### Excerpted text

My research sits at the intersection of Natural Language Processing (NLP) and speech processing. I have focused on identifying the role of prosodic information in speech and using this knowledge to produce more realistic Text-to-Speech Synthesis (TTS) systems; to detect many types of speaker state, including the classic emotions, such as anger, disgust, fear, happiness, sadness, and surprise; and derived emotions, such as confidence and uncertainty, deception, trust, and charisma. I’ve also studied human-machine and human-human behavior in Spoken Dialogue Systems (SDS) and Human-Computer Interaction (HCI).
After many years working in TTS and HCI at Bell Labs and AT&T Labs Research, I moved to academia at Columbia University in 2002. Here my research group has made major contributions to the automatic identification of emotional speech (confidence, uncertainty, and the classic emotions of anger, joy, surprise, sadness, disgust, and fear), improving over previous work by using higher level prosodic information as well as low-level features derived from pitch, speaking rate, and energy. I have also done numerous studies of cross-cultural perception of charismatic speech, identifying important similarities and differences in the prosodic factors correlated with perception of charisma by American English, Palestinian Arabic, and Swedish listeners. Work by myself and colleagues on deceptive speech has produced the two cleanly recorded corpora of deceptive and non-deceptive speech: the Columbia SRI Colorado Corpus and the Columbia Cross-Cultural Corpus (CxC), totaling about 130h of speech. Machine learning algorithms trained on acoustic-prosodic, lexical, personality, gender, and native language features on the CxC corpus have generated the best results to date on deception detection from spoken language alone. This work has also uncovered individual differences in deception behavior and ability to detect deception based on cultural, gender, and native language among male and female speakers of American English and Mandarin Chinese. Currently, we are working on the identification of vocal and lexical features that characterize “trusted” voices as well as oral indicators that one speaker trusts another.
Understanding Dialogue Systems
My lab’s work on dialogue systems has been based largely on prosodic analyses of the Columbia Games Corpus which we have also collected. This work has focused on the identification of turn-taking behaviors; the detection of human corrections, “inappropriate” system responses, and likely Automatic Speech Recognition (ASR) errors; and the role of prosodic entrainment (the propensity of conversational partners to begin behaving like each other, thus appearing more likeable, intelligent, and knowledgeable). Our turn-taking work has shown that prosodic cues are a reliable cue to determining that speakers are preparing to give up their turn and that backchannels (e.g., ok, yeah) can be distinguished from actual turn-taking behaviors in terms of their prosody. These findings are critical for the development of SDS which anticipate turn-endings via prosodic cues, rather than waiting for long pauses to occur, thus speeding up the dialogue, and for SDS that do not interpret backchannel indications of continued attention as attempts to take the turn. Work on corrections and ASR errors has provided evidence of new prosodic features that can be used to identify speaker attempts at correcting the system, system clarification questions that a system has asked incorrectly, and speaker input that is more likely to be misrecognized – all important to improving system performance. Our studies of entrainment in conversation have provided evidence not only that prosodic entrainment is ubiquitous, with major similarities across several different cultures (American, Chinese, Slovakian, and Argentine), but that SDS that entrain to their users can be implemented to operate in real time and are preferred by their users. This work has sparked numerous new research efforts internationally on prosodic entrainment in other languages and on the possibilities of creating avatars and robots that can engender trust by entraining to their human partners.

### Dataset excerpts
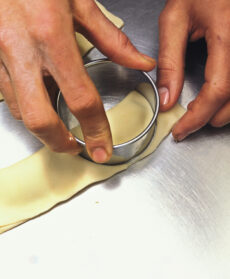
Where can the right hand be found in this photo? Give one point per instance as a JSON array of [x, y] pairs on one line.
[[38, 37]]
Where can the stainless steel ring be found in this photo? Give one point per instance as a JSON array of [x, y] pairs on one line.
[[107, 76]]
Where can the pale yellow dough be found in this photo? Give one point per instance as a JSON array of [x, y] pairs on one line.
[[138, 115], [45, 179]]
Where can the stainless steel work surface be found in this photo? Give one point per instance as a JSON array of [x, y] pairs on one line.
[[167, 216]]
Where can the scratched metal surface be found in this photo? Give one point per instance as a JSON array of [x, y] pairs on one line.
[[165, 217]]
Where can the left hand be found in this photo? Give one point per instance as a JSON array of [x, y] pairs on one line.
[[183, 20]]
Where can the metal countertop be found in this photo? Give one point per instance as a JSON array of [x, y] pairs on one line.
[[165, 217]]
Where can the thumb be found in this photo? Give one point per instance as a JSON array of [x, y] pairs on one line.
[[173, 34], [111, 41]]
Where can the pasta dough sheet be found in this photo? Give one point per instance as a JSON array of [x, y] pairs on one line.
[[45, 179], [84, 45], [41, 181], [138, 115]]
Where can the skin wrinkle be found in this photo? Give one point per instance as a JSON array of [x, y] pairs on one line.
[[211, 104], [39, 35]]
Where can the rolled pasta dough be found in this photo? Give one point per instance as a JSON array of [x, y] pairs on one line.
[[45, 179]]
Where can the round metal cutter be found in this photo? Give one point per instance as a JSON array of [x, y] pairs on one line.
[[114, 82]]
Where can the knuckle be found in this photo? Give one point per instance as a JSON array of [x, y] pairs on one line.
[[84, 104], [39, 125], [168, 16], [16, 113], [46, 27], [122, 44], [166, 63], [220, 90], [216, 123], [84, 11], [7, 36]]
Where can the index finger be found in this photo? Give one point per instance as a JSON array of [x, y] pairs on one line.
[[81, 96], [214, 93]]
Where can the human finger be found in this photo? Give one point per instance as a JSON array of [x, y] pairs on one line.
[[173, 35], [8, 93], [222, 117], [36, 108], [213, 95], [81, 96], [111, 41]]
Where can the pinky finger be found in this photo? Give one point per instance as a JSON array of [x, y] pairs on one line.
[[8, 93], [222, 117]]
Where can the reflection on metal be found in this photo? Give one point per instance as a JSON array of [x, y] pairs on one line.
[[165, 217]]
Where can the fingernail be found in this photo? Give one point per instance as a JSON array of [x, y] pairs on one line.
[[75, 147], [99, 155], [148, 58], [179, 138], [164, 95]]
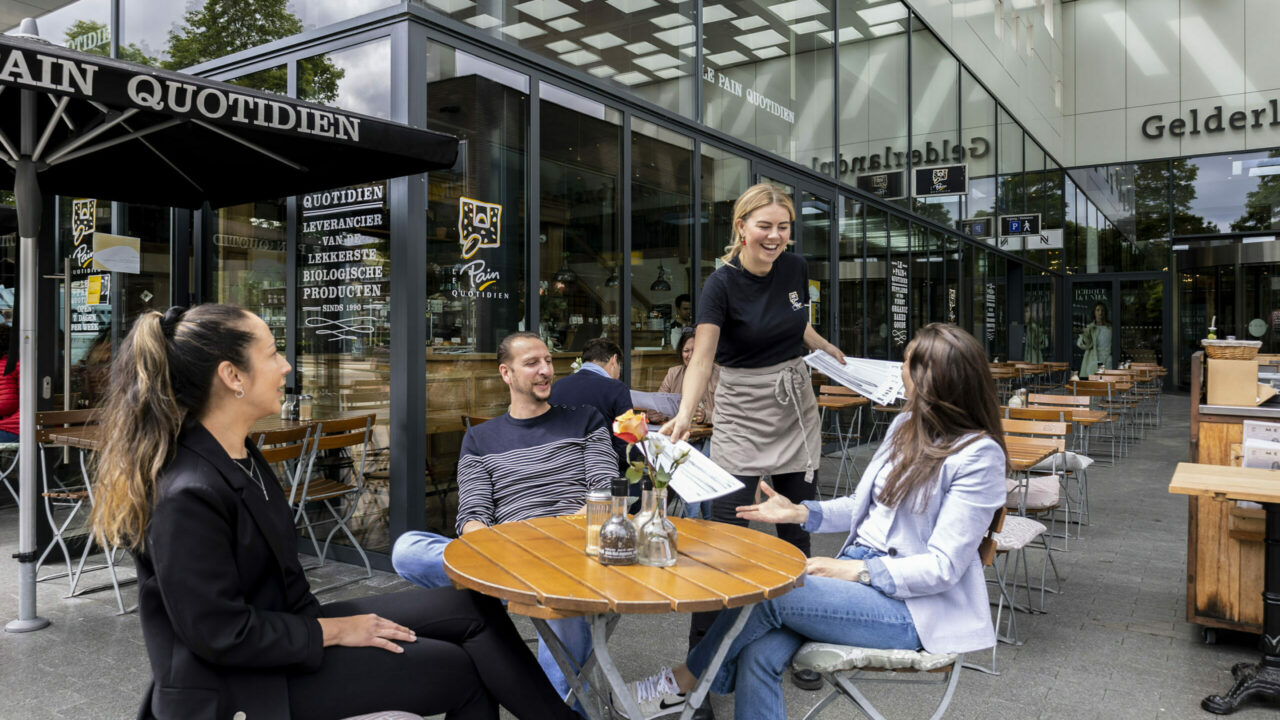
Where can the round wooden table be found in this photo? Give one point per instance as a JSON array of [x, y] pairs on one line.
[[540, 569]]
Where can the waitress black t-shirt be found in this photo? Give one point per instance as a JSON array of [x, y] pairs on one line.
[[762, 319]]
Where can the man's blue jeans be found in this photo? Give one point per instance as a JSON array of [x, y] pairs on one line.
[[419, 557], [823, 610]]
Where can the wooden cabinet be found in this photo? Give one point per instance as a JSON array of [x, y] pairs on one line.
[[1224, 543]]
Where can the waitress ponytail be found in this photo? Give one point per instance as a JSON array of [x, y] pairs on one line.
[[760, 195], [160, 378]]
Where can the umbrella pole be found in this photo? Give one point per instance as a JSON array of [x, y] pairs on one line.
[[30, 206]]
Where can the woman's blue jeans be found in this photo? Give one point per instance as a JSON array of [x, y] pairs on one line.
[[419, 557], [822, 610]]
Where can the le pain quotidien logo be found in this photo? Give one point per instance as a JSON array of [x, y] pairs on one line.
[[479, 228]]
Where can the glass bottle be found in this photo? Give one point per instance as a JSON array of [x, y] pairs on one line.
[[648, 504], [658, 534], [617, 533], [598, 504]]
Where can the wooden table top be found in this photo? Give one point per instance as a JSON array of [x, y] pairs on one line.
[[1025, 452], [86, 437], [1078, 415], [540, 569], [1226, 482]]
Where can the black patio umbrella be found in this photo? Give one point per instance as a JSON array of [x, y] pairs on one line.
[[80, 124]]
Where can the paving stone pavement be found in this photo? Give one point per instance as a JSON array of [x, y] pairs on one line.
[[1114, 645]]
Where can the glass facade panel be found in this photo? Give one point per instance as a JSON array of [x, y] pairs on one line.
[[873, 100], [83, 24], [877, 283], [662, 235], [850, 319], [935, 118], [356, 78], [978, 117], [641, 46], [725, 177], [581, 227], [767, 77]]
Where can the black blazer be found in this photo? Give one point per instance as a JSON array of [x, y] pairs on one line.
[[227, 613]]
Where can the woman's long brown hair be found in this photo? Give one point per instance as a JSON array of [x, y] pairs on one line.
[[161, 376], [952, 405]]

### Work to complete
Reproduce verbatim the portion of the research statement above starting at "My research sits" and ending at "Human-Computer Interaction (HCI).".

### Task output
My research sits at the intersection of Natural Language Processing (NLP) and speech processing. I have focused on identifying the role of prosodic information in speech and using this knowledge to produce more realistic Text-to-Speech Synthesis (TTS) systems; to detect many types of speaker state, including the classic emotions, such as anger, disgust, fear, happiness, sadness, and surprise; and derived emotions, such as confidence and uncertainty, deception, trust, and charisma. I’ve also studied human-machine and human-human behavior in Spoken Dialogue Systems (SDS) and Human-Computer Interaction (HCI).